#### [Directive]
Could you write out the material again, swapping "wood plank flooring" for "hardwood floor" everywhere and keeping everything else the same?
═══ Material ═══
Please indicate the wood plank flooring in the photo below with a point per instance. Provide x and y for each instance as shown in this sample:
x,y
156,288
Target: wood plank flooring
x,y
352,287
═══
#### [In response]
Please indicate the hardwood floor in the photo below with a point per instance. Provide x and y for each instance as shown in this sample:
x,y
156,288
Target: hardwood floor
x,y
352,287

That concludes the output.